Reproduce exactly, from the data that follows, the line with "[indicate] the white ceiling", the line with "[indicate] the ceiling fan -- for", and every line that lies between them.

** Information follows **

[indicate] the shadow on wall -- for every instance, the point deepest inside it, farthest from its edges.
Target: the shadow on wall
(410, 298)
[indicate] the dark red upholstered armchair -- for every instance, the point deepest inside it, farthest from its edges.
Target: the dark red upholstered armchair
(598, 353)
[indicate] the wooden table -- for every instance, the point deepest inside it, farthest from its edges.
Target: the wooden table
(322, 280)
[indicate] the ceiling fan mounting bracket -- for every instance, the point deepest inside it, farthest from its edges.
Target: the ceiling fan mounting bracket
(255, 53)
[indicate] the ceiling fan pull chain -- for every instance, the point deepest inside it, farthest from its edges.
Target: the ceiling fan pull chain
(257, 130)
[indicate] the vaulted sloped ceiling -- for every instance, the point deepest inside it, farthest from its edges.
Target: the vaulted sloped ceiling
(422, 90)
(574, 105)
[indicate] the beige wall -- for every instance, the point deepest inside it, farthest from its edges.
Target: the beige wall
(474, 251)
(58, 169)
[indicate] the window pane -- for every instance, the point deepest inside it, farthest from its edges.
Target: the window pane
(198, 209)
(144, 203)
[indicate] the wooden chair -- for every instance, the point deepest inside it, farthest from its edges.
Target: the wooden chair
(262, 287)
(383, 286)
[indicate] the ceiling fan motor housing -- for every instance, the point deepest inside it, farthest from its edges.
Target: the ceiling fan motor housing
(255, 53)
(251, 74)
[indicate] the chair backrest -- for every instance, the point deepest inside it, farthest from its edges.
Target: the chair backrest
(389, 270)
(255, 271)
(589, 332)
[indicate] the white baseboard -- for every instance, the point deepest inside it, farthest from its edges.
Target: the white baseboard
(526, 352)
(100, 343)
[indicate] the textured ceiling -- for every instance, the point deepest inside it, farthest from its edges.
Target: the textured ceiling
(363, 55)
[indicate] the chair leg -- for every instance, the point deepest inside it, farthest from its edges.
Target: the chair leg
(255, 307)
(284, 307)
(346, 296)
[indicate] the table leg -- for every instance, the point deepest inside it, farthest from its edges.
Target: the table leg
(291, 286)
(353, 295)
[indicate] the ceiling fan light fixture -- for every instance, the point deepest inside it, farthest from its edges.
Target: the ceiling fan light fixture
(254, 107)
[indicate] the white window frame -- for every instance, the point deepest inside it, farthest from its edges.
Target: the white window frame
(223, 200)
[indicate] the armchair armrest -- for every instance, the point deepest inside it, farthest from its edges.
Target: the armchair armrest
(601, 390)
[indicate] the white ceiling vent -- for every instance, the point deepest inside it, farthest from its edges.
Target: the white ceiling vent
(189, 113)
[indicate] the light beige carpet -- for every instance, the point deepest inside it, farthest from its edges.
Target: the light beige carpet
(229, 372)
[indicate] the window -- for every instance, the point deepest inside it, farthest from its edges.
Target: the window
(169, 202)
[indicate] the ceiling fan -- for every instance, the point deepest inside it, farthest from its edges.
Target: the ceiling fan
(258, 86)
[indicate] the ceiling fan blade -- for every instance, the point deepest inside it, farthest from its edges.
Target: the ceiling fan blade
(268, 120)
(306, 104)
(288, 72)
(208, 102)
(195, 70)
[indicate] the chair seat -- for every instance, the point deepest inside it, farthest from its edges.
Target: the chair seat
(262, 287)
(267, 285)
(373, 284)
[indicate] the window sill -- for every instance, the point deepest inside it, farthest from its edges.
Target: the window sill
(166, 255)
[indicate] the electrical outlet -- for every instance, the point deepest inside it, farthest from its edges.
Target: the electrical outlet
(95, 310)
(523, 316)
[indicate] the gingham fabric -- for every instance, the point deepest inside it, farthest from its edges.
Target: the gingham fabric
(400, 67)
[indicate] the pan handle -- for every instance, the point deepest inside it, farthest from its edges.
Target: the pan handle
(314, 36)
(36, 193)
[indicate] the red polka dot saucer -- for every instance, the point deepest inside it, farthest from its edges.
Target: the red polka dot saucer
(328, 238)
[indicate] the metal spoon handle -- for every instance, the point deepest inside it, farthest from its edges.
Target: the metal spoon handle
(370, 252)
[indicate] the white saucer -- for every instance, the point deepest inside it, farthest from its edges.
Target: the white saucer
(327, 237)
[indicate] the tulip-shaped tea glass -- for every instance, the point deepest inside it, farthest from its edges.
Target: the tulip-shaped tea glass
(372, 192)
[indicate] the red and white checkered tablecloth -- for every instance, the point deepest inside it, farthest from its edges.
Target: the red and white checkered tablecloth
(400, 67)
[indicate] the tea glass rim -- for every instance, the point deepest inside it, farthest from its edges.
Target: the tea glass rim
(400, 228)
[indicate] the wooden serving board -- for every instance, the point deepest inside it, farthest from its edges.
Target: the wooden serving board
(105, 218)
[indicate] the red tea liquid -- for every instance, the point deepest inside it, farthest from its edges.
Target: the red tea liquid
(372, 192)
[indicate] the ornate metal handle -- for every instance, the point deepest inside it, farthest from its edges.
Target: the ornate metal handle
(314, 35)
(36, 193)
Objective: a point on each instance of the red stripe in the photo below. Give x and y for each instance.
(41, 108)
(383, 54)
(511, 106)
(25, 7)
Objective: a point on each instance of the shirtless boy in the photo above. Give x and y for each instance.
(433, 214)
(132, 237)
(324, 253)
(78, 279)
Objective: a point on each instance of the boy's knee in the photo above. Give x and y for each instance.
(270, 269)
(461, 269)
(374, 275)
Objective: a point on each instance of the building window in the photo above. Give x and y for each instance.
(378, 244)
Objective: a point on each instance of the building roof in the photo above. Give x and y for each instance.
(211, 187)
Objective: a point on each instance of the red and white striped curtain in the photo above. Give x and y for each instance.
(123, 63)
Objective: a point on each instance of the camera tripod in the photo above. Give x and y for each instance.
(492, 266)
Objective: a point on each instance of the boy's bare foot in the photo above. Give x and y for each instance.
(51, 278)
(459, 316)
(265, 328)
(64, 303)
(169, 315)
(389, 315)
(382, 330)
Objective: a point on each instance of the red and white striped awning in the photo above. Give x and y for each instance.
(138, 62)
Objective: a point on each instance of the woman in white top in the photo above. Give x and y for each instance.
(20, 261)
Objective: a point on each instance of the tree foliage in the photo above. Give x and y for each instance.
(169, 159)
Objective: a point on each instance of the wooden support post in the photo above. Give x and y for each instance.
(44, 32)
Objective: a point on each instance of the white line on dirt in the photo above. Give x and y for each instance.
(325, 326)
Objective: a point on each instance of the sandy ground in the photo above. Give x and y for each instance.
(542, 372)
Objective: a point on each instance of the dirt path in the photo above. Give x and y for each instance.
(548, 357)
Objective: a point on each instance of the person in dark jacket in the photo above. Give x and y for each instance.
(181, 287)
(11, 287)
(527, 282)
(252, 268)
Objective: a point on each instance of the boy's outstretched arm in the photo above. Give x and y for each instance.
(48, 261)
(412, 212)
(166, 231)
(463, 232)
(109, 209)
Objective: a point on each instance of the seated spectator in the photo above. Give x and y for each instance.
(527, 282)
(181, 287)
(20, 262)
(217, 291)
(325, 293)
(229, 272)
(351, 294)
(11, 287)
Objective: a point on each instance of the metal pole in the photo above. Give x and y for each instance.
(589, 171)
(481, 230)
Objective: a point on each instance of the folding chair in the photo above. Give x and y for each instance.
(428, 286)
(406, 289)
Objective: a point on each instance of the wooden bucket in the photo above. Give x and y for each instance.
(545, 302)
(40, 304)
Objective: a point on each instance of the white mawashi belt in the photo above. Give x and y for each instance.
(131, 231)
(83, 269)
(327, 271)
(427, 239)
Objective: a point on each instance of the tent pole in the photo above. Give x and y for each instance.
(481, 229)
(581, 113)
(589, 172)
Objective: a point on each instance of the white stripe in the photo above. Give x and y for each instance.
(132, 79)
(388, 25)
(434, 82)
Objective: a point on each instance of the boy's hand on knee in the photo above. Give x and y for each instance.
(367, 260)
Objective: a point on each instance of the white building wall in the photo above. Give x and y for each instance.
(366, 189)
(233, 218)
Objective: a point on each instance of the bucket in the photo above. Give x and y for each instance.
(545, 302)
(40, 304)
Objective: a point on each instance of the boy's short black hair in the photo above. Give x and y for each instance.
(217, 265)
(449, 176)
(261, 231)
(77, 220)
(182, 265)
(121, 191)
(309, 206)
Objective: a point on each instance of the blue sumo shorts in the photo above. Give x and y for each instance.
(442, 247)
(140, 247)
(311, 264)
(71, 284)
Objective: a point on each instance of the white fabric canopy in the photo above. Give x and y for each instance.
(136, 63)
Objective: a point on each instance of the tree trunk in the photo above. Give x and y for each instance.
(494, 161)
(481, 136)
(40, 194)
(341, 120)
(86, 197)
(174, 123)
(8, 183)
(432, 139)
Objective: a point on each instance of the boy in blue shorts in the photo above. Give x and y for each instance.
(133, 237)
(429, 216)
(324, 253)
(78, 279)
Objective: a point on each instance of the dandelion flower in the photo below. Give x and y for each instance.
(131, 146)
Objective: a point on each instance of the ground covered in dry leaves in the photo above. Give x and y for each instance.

** End of Information **

* **Written reply**:
[indicate] the white ceiling vent -- for every instance, the point deepest inside it, farthest from its edges.
Target: the white ceiling vent
(189, 113)
[indicate] the light beige carpet -- for every instance, the point deepest inside it, farthest from its edges.
Target: the light beige carpet
(229, 372)
[indicate] the window -- for every instance, the point deepest inside it, farthest from its edges.
Target: the window
(169, 202)
[indicate] the ceiling fan -- for every instance, the point deepest inside it, farthest from its edges.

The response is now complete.